Set down each record exactly. Omit the pictures.

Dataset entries
◆ ◆ ◆ ◆ ◆

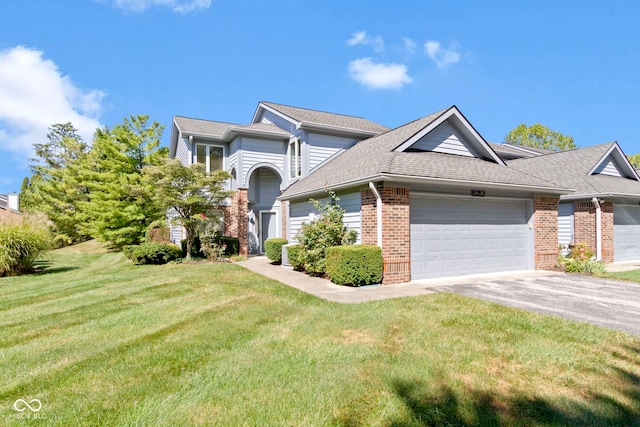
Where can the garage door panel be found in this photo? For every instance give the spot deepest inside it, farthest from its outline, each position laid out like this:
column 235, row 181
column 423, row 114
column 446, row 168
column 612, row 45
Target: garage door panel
column 626, row 232
column 461, row 236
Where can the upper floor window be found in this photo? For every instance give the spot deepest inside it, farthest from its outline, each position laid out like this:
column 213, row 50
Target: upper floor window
column 294, row 158
column 211, row 156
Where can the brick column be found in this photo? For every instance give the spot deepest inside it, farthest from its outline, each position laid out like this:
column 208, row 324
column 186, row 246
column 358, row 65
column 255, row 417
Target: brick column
column 396, row 235
column 284, row 213
column 545, row 232
column 607, row 232
column 369, row 219
column 238, row 219
column 585, row 224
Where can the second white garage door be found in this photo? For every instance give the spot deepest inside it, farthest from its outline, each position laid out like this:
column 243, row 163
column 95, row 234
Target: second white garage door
column 626, row 232
column 456, row 236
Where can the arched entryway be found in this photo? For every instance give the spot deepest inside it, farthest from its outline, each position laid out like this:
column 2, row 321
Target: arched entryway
column 263, row 208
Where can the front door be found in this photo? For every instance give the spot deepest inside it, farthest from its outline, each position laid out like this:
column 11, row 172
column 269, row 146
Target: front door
column 268, row 227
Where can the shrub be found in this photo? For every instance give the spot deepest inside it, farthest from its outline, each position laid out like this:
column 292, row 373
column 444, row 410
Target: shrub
column 22, row 241
column 196, row 248
column 273, row 248
column 326, row 231
column 293, row 253
column 356, row 265
column 231, row 244
column 152, row 253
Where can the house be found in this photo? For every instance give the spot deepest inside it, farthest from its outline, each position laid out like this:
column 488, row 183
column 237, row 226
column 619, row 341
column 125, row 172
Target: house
column 433, row 194
column 9, row 205
column 603, row 211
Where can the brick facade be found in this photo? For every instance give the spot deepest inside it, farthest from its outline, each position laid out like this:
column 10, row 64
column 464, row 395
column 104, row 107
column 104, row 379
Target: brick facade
column 235, row 219
column 585, row 227
column 396, row 239
column 545, row 232
column 369, row 218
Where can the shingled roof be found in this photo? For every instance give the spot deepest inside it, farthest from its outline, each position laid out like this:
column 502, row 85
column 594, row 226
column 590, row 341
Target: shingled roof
column 306, row 116
column 222, row 129
column 571, row 169
column 374, row 158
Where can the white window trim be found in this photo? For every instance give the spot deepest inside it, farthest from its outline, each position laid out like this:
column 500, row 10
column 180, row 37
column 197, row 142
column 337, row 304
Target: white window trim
column 207, row 155
column 294, row 150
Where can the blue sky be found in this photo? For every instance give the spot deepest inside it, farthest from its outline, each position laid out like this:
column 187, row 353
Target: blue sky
column 573, row 67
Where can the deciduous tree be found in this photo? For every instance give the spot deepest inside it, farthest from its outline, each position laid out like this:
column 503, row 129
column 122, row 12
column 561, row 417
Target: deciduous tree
column 187, row 192
column 539, row 136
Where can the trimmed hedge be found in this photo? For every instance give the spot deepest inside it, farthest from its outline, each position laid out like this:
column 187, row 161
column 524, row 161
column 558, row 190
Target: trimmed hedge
column 273, row 248
column 232, row 244
column 293, row 252
column 152, row 253
column 354, row 265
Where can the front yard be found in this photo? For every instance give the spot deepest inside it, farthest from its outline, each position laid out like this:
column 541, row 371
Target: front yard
column 99, row 341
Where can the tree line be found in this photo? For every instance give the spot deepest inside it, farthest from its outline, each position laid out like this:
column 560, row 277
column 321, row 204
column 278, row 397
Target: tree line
column 117, row 187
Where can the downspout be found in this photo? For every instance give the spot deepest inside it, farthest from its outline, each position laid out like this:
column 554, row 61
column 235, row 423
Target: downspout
column 596, row 203
column 378, row 213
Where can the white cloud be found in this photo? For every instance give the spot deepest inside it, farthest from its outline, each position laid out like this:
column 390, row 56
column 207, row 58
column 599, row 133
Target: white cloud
column 378, row 75
column 441, row 56
column 409, row 45
column 180, row 6
column 362, row 38
column 36, row 95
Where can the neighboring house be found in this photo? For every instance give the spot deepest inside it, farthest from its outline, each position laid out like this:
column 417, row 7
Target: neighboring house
column 9, row 205
column 433, row 194
column 603, row 210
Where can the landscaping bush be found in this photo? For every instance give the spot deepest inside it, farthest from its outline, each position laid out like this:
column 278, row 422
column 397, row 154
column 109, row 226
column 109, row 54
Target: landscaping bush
column 152, row 253
column 293, row 253
column 273, row 248
column 231, row 244
column 326, row 231
column 22, row 241
column 196, row 248
column 354, row 265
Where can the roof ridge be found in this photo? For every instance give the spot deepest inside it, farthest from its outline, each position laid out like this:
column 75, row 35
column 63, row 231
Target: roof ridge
column 314, row 110
column 206, row 120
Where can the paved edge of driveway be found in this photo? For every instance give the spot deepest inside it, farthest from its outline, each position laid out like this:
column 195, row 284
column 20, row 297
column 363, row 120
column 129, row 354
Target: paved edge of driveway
column 323, row 288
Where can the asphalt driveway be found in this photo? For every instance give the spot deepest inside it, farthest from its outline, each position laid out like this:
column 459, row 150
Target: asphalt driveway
column 610, row 303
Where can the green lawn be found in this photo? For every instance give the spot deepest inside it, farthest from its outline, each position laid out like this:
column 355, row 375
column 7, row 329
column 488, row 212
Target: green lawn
column 102, row 342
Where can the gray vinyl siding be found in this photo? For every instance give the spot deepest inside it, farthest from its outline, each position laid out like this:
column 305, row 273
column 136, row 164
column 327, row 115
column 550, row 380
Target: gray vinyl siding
column 256, row 151
column 233, row 154
column 444, row 139
column 264, row 188
column 565, row 223
column 273, row 119
column 183, row 151
column 299, row 213
column 321, row 147
column 608, row 167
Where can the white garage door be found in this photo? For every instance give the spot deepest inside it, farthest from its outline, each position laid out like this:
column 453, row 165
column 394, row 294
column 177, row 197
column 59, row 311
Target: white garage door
column 626, row 232
column 456, row 236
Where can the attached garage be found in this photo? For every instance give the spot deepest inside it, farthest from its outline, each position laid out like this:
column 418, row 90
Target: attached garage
column 626, row 232
column 461, row 235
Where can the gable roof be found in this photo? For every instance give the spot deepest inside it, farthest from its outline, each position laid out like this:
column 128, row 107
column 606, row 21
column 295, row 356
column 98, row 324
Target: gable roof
column 314, row 119
column 574, row 169
column 377, row 158
column 224, row 131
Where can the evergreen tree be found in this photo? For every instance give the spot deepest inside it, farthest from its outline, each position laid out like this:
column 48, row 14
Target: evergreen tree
column 56, row 186
column 121, row 205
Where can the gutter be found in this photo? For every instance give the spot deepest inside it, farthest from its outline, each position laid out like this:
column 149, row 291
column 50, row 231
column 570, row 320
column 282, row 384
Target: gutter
column 378, row 213
column 427, row 180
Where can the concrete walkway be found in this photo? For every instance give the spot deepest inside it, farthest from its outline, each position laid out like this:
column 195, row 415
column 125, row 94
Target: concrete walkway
column 328, row 290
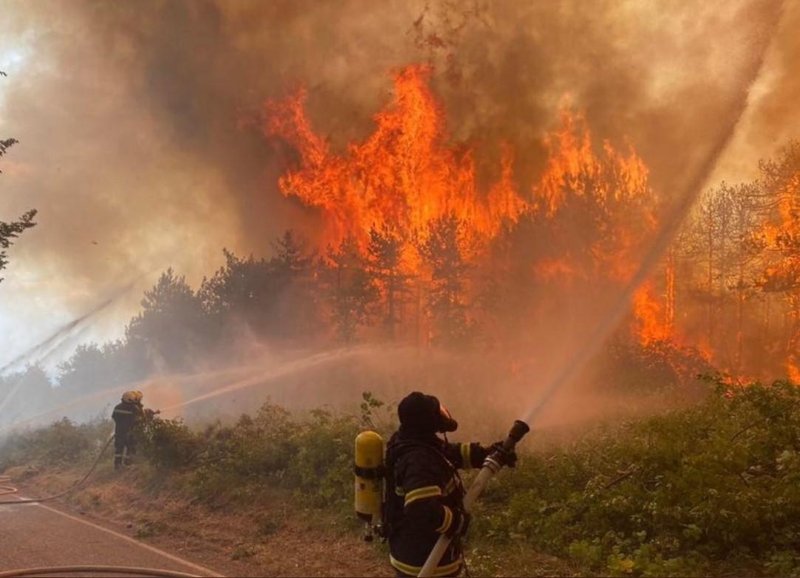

◆ ◆ ◆ ◆ ◆

## Completed task
Where can the garage door panel be found in this photo? For every instance give the spot deepest inside it, farthest from its outline, each position laid out like this:
column 235, row 181
column 423, row 114
column 446, row 168
column 612, row 45
Target: garage door panel
column 626, row 232
column 461, row 236
Where can the upper floor window be found in this photo? For every instance give the spot deepest inside it, farthest from its outline, each position laid out like this:
column 213, row 50
Target: upper floor window
column 294, row 158
column 211, row 156
Where can the brick column be found in this photo? For every instance give the spot deepest inside it, farthest from its outline, each position laid out like this:
column 208, row 324
column 186, row 246
column 358, row 65
column 255, row 417
Target: brick column
column 396, row 235
column 284, row 213
column 545, row 232
column 607, row 232
column 369, row 219
column 238, row 219
column 585, row 224
Where can the second white garage door be found in this photo? For every instance give the spot deepest inside it, farthest from its outline, each position laid out like this:
column 243, row 163
column 95, row 234
Target: second white garage door
column 626, row 232
column 456, row 236
Where can the arched entryway be found in this photo? For every instance give the spot deepest inside it, farthest from its outline, each position laid out like this:
column 2, row 321
Target: arched entryway
column 263, row 208
Where can the front door be found in this photo? For every instance give the spot deepest inside it, farthest from its outline, each position laid out like this:
column 11, row 172
column 269, row 146
Target: front door
column 268, row 227
Where can the shrub be found in this photo? For every instance give the spot deepest inside it, farthest from its outline, each position laid out like this:
column 292, row 373
column 444, row 410
Target: shrub
column 22, row 241
column 196, row 248
column 273, row 248
column 326, row 231
column 293, row 253
column 356, row 265
column 231, row 244
column 152, row 253
Where can the house be found in this photo? For every instance give the spot deepest inside it, farthest from its outline, each position laid out like this:
column 488, row 183
column 237, row 226
column 619, row 341
column 125, row 172
Target: house
column 433, row 194
column 9, row 205
column 603, row 211
Where can the brick facade be found in this photo? For every instance give the spot deepest inside it, farthest from its outline, each position laid out like this:
column 10, row 64
column 464, row 395
column 104, row 107
column 104, row 379
Target: brick facade
column 235, row 219
column 585, row 227
column 396, row 239
column 545, row 232
column 369, row 218
Where can the shingled roof be found in this photo? For every instance give the spot deepest inside it, farthest from its outline, each position laid out like this:
column 502, row 85
column 594, row 226
column 590, row 341
Target: shingled roof
column 306, row 116
column 222, row 129
column 571, row 169
column 374, row 158
Where can the white window trim be found in this photo? For every instance give the spot deepest inside it, farthest from its outline, each position laid out like this:
column 500, row 10
column 180, row 37
column 197, row 142
column 337, row 304
Target: white window trim
column 207, row 155
column 294, row 150
Where can the blue sky be found in this photo? For every instance give the spot deepest inside it, farthest from its outline, each position laid out like this:
column 187, row 353
Target: blue sky
column 573, row 67
Where can the deciduous tree be found in this photo? For every instance give the spot deepest inside it, farthest from its outline, each position laid out like this:
column 503, row 129
column 122, row 12
column 561, row 417
Target: deciduous tree
column 187, row 192
column 539, row 136
Where can the trimmed hedge be found in this photo? For every instance give the spot deepest inside it, farthest from its outline, each position laid out like this:
column 187, row 161
column 524, row 161
column 558, row 190
Target: trimmed hedge
column 273, row 248
column 232, row 244
column 293, row 252
column 152, row 253
column 354, row 265
Where can the front yard be found in this photo? For every instance give the spot deepest inside it, farthest from its outline, each position laid out like this:
column 541, row 371
Target: front yard
column 99, row 341
Where can the tree line be found in this photo? For every instance give the spot deepest inside it, farthest from its outline, each position laid out like this:
column 560, row 277
column 321, row 204
column 278, row 397
Target: tree line
column 117, row 187
Where can the downspout be found in this photo? For every instance give the spot deepest inside it, farthest from its outline, each position laid out like this:
column 554, row 61
column 235, row 423
Target: downspout
column 596, row 203
column 378, row 213
Where can the white cloud be found in this photo? For every instance give the spot deepest inside it, farthest from its outline, each position laid out like this:
column 390, row 56
column 207, row 58
column 599, row 133
Target: white cloud
column 378, row 75
column 441, row 56
column 409, row 45
column 180, row 6
column 362, row 38
column 36, row 95
Where can the neighboring house be found in this photo? For every instance give the spot deepest inside it, farthest from its outline, each position laid out like this:
column 417, row 7
Target: neighboring house
column 9, row 205
column 433, row 194
column 603, row 210
Where can the landscaping bush be found in this photo? For every instance give the spot deepest inside it, farthest from its outline, each position laid out like this:
column 278, row 422
column 397, row 154
column 109, row 226
column 109, row 54
Target: landscaping bush
column 152, row 253
column 293, row 253
column 273, row 248
column 231, row 244
column 326, row 231
column 22, row 241
column 196, row 248
column 354, row 265
Where can the roof ridge be found in this photo? For every instance give the spot deepest inside it, farthest from its outline, each position laid out like this:
column 75, row 35
column 63, row 231
Target: roof ridge
column 314, row 110
column 206, row 120
Where can the paved edge of driveway be found in this photo? For every instance give the spot deepest inside it, farthest from its outline, each position laid out like this:
column 195, row 284
column 20, row 297
column 363, row 120
column 129, row 354
Target: paved edge of driveway
column 323, row 288
Where can the asphalt driveway be found in this photo? For every instance give the spot deepest inside it, farthest from its outline, each position laid out like this:
column 459, row 150
Target: asphalt driveway
column 610, row 303
Where can the green lawn be found in this photo? For every instance give the spot deepest inside it, farthest from its outline, each position laid out like this:
column 355, row 375
column 7, row 329
column 488, row 212
Target: green lawn
column 102, row 342
Where can the gray vinyl siding be found in this photo? For every instance give the spot deepest inside it, farthest from its outline, each position laid out like this:
column 305, row 273
column 136, row 164
column 327, row 115
column 550, row 380
Target: gray vinyl siding
column 256, row 151
column 233, row 154
column 444, row 139
column 264, row 188
column 565, row 223
column 273, row 119
column 183, row 151
column 299, row 213
column 321, row 147
column 608, row 167
Where can the white garage door be found in this photo? For every instance give the spot deepest inside it, farthest from its outline, each position laid out like this:
column 453, row 165
column 394, row 294
column 177, row 197
column 59, row 311
Target: white garage door
column 626, row 232
column 456, row 236
Where can the attached garage be found in this photo? For every instance give the spot deepest inside it, farthest from its outline, each position laid out like this:
column 418, row 90
Target: attached garage
column 626, row 232
column 461, row 235
Where can the gable roof be found in this photo? For every instance give the spot deepest inside it, farthest from its outline, each position laid out like this:
column 128, row 107
column 606, row 21
column 295, row 356
column 98, row 324
Target: gable roof
column 314, row 119
column 574, row 169
column 377, row 158
column 224, row 131
Where can the evergreen tree be found in this photo? For every instance give the spot deepest inside it, farthest from its outline, each position laid out like this:
column 48, row 14
Target: evergreen tree
column 56, row 186
column 121, row 205
Where can the gutter be found in this photo? For every instance give the spot deepest inside it, farthest from its outline, each position laid out like this:
column 149, row 291
column 50, row 231
column 570, row 320
column 282, row 384
Target: gutter
column 378, row 213
column 427, row 180
Where can the concrete walkway be found in this photo? For every instance give the spot deepest inside it, farthest from its outline, each position laid out like this:
column 195, row 415
column 125, row 94
Target: concrete walkway
column 328, row 290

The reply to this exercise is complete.